[Stored data entries]
'''
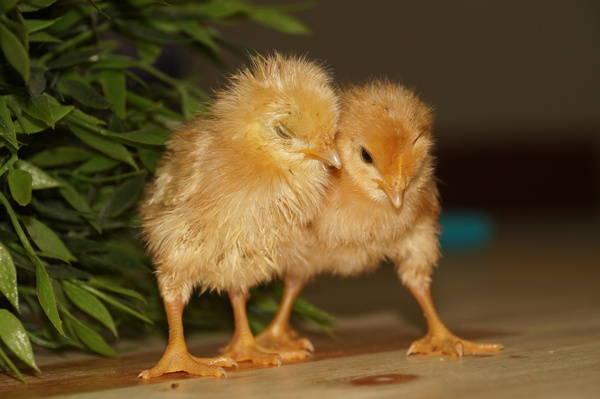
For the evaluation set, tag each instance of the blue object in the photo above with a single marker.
(465, 230)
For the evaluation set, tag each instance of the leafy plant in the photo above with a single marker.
(84, 112)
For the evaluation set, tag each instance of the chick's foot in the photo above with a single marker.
(252, 352)
(175, 360)
(450, 345)
(287, 341)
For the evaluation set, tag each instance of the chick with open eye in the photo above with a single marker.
(382, 205)
(233, 189)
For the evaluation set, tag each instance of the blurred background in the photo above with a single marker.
(515, 86)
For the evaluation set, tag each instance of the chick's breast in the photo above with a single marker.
(232, 189)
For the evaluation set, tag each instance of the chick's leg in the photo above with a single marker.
(439, 340)
(243, 345)
(279, 335)
(176, 356)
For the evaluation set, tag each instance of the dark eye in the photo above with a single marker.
(283, 131)
(366, 157)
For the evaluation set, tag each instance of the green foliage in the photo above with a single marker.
(84, 113)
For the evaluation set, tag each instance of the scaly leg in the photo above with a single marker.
(243, 346)
(279, 335)
(176, 356)
(439, 339)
'''
Reproduce every line above word for word, leaving out the pictures.

CORRECT RESPONSE:
For the evaluation set, tag each instance of the blue object in the photo above with a single marker.
(465, 230)
For the evaluation set, tag each instance of the leafy plant in the photo above with a single marker.
(84, 112)
For the evaluation set, tag each instance of the chick's foot in the photo above with a single marker.
(252, 352)
(175, 360)
(450, 345)
(287, 341)
For the evaluation set, tag each instance of the chick with open eye in the photo above with a single marker.
(382, 205)
(233, 189)
For the evaluation set, tag each instance of the blurred background in the photo above with a single marker.
(515, 86)
For the evaluation set, tag each instance of the chick's breast in the photo above with a single marker.
(232, 189)
For the evaluation set, tag each instance of the chick's leg in the photo above with a single marker.
(439, 340)
(243, 345)
(279, 335)
(176, 356)
For the evaluation set, tag each instance of the dark eye in the photo above with a single marker.
(283, 131)
(366, 157)
For the evaluation set, tag each instance of the green foliage in the photo above with a single marker.
(84, 113)
For the evaluation set, tag each instance of the scaly leg in the photo above with a single marker.
(243, 346)
(279, 335)
(176, 356)
(439, 339)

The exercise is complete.